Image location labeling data
--------------------

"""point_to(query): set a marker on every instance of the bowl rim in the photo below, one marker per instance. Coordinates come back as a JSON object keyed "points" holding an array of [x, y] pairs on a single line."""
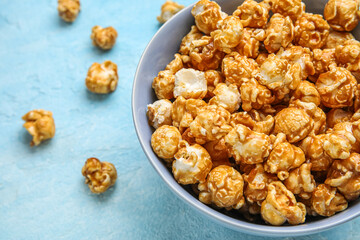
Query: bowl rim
{"points": [[227, 221]]}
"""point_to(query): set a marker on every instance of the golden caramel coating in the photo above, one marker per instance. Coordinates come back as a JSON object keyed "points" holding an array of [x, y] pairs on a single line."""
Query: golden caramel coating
{"points": [[298, 54], [227, 97], [337, 115], [207, 14], [203, 54], [252, 14], [254, 120], [192, 164], [295, 123], [40, 124], [185, 45], [184, 112], [211, 123], [326, 201], [342, 15], [306, 92], [168, 9], [104, 38], [247, 146], [279, 33], [280, 206], [237, 68], [313, 147], [165, 142], [99, 176], [228, 34], [257, 183], [159, 113], [102, 78], [301, 182], [279, 75], [311, 31], [68, 9], [336, 87], [337, 38], [345, 176], [190, 83], [291, 8], [255, 95], [223, 187]]}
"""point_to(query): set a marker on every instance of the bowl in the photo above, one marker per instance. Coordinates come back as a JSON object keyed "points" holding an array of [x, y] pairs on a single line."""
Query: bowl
{"points": [[159, 52]]}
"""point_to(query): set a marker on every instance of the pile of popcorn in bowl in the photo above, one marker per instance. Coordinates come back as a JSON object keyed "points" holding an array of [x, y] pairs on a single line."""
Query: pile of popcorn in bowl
{"points": [[259, 111]]}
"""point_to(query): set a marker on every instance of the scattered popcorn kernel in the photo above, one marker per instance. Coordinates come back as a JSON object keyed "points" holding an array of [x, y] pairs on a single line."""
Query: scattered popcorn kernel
{"points": [[103, 38], [211, 123], [168, 9], [336, 87], [228, 34], [68, 9], [192, 164], [40, 124], [326, 201], [301, 182], [280, 206], [227, 97], [247, 146], [295, 123], [203, 54], [99, 176], [223, 187], [337, 115], [345, 176], [207, 14], [190, 83], [279, 75], [237, 68], [311, 31], [342, 15], [252, 14], [165, 141], [159, 113], [102, 78], [279, 33]]}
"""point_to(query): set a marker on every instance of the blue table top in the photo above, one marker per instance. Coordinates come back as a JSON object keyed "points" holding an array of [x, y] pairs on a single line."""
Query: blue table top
{"points": [[44, 62]]}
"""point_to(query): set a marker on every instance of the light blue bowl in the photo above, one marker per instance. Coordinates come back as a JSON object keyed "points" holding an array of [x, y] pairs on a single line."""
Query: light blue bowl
{"points": [[159, 52]]}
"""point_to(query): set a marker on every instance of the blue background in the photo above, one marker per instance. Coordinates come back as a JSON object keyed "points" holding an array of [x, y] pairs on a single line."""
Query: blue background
{"points": [[43, 64]]}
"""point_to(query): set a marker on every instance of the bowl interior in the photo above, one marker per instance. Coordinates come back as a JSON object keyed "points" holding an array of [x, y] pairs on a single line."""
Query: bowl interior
{"points": [[159, 52]]}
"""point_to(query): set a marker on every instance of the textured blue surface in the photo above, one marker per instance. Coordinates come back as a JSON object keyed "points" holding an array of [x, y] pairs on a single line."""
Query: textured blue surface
{"points": [[43, 64]]}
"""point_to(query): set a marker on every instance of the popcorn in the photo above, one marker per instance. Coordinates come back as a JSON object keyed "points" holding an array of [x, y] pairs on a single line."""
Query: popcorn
{"points": [[279, 33], [68, 9], [165, 142], [102, 78], [311, 31], [342, 15], [345, 176], [40, 124], [168, 10], [190, 83], [192, 164], [99, 176], [103, 38], [336, 87], [207, 14], [227, 97], [252, 14], [247, 146], [280, 206], [223, 187], [159, 113], [326, 201]]}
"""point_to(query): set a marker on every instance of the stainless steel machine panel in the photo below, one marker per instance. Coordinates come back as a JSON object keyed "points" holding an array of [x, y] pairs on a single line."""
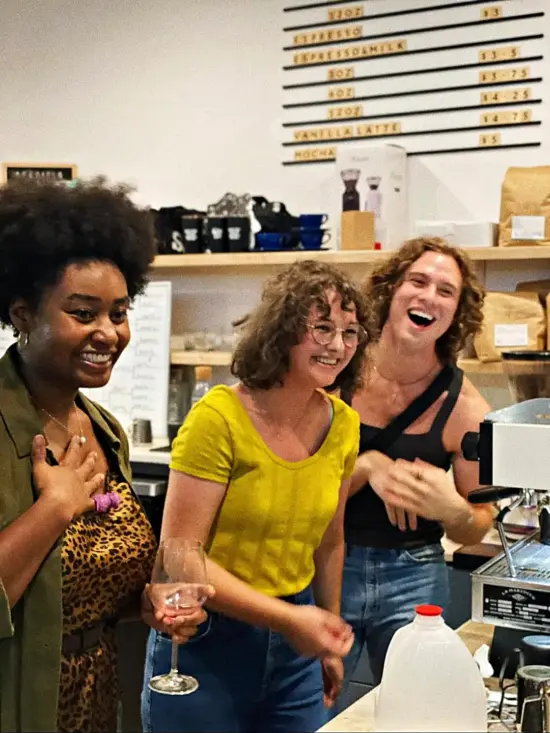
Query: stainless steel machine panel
{"points": [[522, 602]]}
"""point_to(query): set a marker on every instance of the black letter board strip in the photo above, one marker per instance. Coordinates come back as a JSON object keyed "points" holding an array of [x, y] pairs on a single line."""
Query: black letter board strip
{"points": [[475, 44], [408, 113], [392, 14], [473, 128], [415, 72], [428, 152], [414, 31], [415, 92]]}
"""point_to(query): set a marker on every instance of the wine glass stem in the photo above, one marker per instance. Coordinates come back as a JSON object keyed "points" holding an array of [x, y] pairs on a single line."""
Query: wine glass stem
{"points": [[174, 661]]}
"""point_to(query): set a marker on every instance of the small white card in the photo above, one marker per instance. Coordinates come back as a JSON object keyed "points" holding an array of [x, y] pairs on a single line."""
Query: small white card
{"points": [[528, 227], [511, 334]]}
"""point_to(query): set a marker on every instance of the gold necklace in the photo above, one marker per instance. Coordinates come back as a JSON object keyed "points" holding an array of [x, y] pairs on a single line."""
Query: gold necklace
{"points": [[82, 438]]}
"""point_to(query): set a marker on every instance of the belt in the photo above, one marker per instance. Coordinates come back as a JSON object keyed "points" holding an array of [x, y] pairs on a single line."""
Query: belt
{"points": [[85, 639]]}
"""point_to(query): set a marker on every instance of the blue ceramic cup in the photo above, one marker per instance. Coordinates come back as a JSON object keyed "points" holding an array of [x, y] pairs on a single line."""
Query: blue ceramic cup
{"points": [[271, 241], [312, 221], [313, 238]]}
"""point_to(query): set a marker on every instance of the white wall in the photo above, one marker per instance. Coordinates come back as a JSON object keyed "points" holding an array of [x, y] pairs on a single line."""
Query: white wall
{"points": [[183, 98]]}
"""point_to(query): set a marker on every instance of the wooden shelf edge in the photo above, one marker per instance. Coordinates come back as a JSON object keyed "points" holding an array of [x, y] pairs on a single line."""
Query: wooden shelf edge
{"points": [[336, 257], [474, 366], [179, 357]]}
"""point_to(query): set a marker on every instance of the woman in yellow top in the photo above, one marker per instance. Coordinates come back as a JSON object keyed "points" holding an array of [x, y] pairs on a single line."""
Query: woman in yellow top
{"points": [[260, 473]]}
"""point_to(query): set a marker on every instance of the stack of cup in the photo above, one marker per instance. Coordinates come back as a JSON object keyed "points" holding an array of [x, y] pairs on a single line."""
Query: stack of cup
{"points": [[312, 234]]}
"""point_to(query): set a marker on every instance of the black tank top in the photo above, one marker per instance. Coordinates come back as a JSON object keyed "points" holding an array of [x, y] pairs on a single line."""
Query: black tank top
{"points": [[366, 522]]}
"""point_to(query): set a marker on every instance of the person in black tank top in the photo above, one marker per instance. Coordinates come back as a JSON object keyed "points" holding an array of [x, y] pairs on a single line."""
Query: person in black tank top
{"points": [[415, 407]]}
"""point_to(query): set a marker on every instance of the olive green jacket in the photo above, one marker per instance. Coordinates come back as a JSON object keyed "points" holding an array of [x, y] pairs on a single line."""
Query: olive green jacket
{"points": [[31, 632]]}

--------------------

Given task
Please rewrite all of the data above, replacing "marker" with "pin" wherever it occurs and keeping everything else the same. Omit the pictures from your version.

Answer to this exercise
"""point_to(query): set a pin on every instance of the bowl rim in the photo below, one pin per instance. Coordinates come back as a JSON object keyed "points" holding an array of [x, y] pairs on a single line."""
Query: bowl rim
{"points": [[227, 221]]}
"""point_to(query): set a pin on every instance of the golden caramel coating in the photo above, one pin per instance. Coordinates come back as a JSON object keyed "points" holding an array of [x, y] pairs on a single line."""
Query: golden caramel coating
{"points": [[298, 54], [227, 97], [337, 115], [207, 14], [203, 54], [252, 14], [254, 120], [192, 164], [295, 123], [40, 124], [185, 45], [184, 112], [211, 123], [326, 201], [342, 15], [306, 92], [168, 9], [104, 38], [247, 146], [279, 33], [280, 206], [237, 68], [313, 147], [165, 142], [99, 176], [228, 34], [257, 183], [159, 113], [102, 78], [301, 182], [279, 75], [311, 31], [68, 9], [336, 87], [337, 38], [345, 176], [190, 83], [291, 8], [255, 95], [223, 187]]}
"""point_to(query): set a pin on every instance of the bowl in the photo above, one pin per instance. Coordinates come back as a JSON object keyed "points" holding an array of [x, y] pairs on a single line."""
Query: bowl
{"points": [[159, 52]]}
"""point_to(query): set a pin on every instance of the pile of popcorn in bowl in the photo above, one pin per instance. Coordinates come back as a JSON object keyed "points" holding an array of [x, y] pairs on a single line."""
Query: pile of popcorn in bowl
{"points": [[259, 111]]}
"""point_to(query): set a pin on every instance of the scattered popcorn kernel in the photo above, one pin per instance. Coordinates come back as a JSON object keyed "points" holding an array of [x, y] pairs on a single line."""
Query: scattered popcorn kernel
{"points": [[103, 38], [211, 123], [168, 9], [336, 87], [228, 34], [68, 9], [192, 164], [40, 124], [326, 201], [301, 182], [280, 206], [227, 97], [247, 146], [295, 123], [203, 54], [99, 176], [223, 187], [337, 115], [345, 176], [207, 14], [190, 83], [279, 75], [237, 68], [311, 31], [342, 15], [252, 14], [165, 141], [159, 113], [102, 78], [279, 33]]}
"""point_to(query): set a pin on every instance of the blue table top in the photo above, one pin per instance. Coordinates come back as a JSON object keyed "points" holding an array of [x, y] pairs on a single line."""
Query: blue table top
{"points": [[44, 62]]}
"""point_to(query): set a pin on every instance of the light blue bowl in the photo above, one pin per instance. Coordinates come back as a JSON object keyed "points" holding an array of [x, y] pairs on a single line."""
Query: light blue bowl
{"points": [[159, 52]]}
"""point_to(query): set a pin on every instance of the blue background in the photo above, one pin per instance. Coordinates come back as a JSON object keyed "points" holding an array of [x, y] pairs on a single line."""
Query: blue background
{"points": [[43, 64]]}
"""point_to(query): set a pin on every instance of the bowl interior in the photo above, one pin per instance. Coordinates come back as a JSON object keyed "points" holding an array of [x, y] pairs on a single line."""
Query: bowl interior
{"points": [[159, 52]]}
"""point_to(query): set a pin on every instance of the textured blue surface in the photo above, one pin per instance. Coordinates come back as a JSON object keyed "points" holding an array of [x, y] pairs on a single line."""
Query: textured blue surface
{"points": [[43, 64]]}
"""point_to(query): set a pin on every instance of the popcorn in the photo above, one pin per instance. Coordinates come back as a JSON object keyed "points" holding an array of [x, y] pairs on a single line."""
Query: popcorn
{"points": [[279, 33], [68, 9], [165, 142], [102, 78], [311, 31], [342, 15], [345, 176], [40, 124], [168, 10], [190, 83], [192, 164], [99, 176], [103, 38], [336, 87], [207, 14], [227, 97], [252, 14], [247, 146], [280, 206], [223, 187], [159, 113], [326, 201]]}
"""point_to(query): set a pin on every instance of the stainless steel machine panel in the photo below, one pin per instance. Coordinates come back as a JSON object keyed "points" holding an array of [x, y] pairs on a single line."""
Query: stainless steel machine panel
{"points": [[522, 602]]}
"""point_to(query): set a pin on every instance of the black letter board strip in the photo above, one pin per instance. Coordinates come back as a JSON object keyed "points" holding an array of [x, y] pairs on a single line."""
Query: black letter board strip
{"points": [[475, 44], [408, 113], [392, 14], [473, 128], [415, 72], [428, 152], [414, 31], [415, 92]]}
"""point_to(query): set a pin on every instance of the wine glass stem in the photo above, one pin per instance. Coordinates come back as a JSON object keyed "points" holding an array of [x, y] pairs on a single line."""
Query: wine glass stem
{"points": [[174, 661]]}
"""point_to(query): set a pin on every instance of the small white card in the photo above, one pin per instance. Coordinates come back as a JSON object keyed "points" holding an array of [x, y] pairs on a single line."""
Query: small white card
{"points": [[528, 227], [511, 334]]}
"""point_to(query): set a pin on every instance of the gold necklace in the photo above, one pin per instance. Coordinates come back as a JSON object keyed "points" holding an array of [x, y] pairs on a single line."""
Query: gold necklace
{"points": [[82, 438]]}
"""point_to(query): set a pin on every instance of the belt in the photo above, one pin per instance. Coordinates come back as a JSON object keyed "points" holding an array of [x, y] pairs on a single line."""
Query: belt
{"points": [[85, 639]]}
"""point_to(query): set a pin on every instance of the blue ceramic cup in the photo above, one pin per instance. Coordinates come back as a JSON object keyed "points" holding an array of [x, y] pairs on a single line."""
Query: blue ceramic cup
{"points": [[271, 241], [312, 221], [313, 238]]}
"""point_to(query): set a pin on every instance of the white wall in the photo above, one pin per instance. Coordinates come back as a JSON object keyed "points" holding an array of [x, y] pairs on a single line."""
Query: white wall
{"points": [[183, 98]]}
"""point_to(query): set a pin on every instance of the wooden shelf edge in the photo above, one pin per instance. Coordinates come back as a JSON object keyed "points" holding an array of [x, y] pairs on a single line."""
Query: wooden shelf edge
{"points": [[336, 257], [474, 366], [179, 357]]}
"""point_to(query): set a pin on every instance of the woman in yellow top in the photo above, one pin per instance. Coordinates come back as a JSON object keyed "points" holding an array of [x, y] pairs on a single line."""
Query: woman in yellow top
{"points": [[260, 473]]}
"""point_to(query): set a pin on every instance of the stack of cup in the photo above, one pin per instance. Coordinates come back as a JSON object keyed "points" holding an array of [x, y] pairs on a single line."""
Query: stack of cup
{"points": [[312, 234]]}
"""point_to(query): set a pin on every instance of the black tank top in the photo above, one pin per instance. Coordinates come back as a JSON object keyed "points" holding an array of [x, y] pairs on a single line."""
Query: black tank top
{"points": [[366, 522]]}
"""point_to(query): set a pin on every instance of the person in black tank top in the photo above, one pin per instance. Coordinates come back as a JSON object keyed "points" holding an array of [x, y] pairs on a single line."""
Query: person in black tank top
{"points": [[415, 407]]}
"""point_to(query): set a pin on every instance of the olive green jacket in the photo above, one pin per instance. Coordinates come back as a JSON object keyed "points" holding an array of [x, y] pairs on a single line."""
Query: olive green jacket
{"points": [[31, 632]]}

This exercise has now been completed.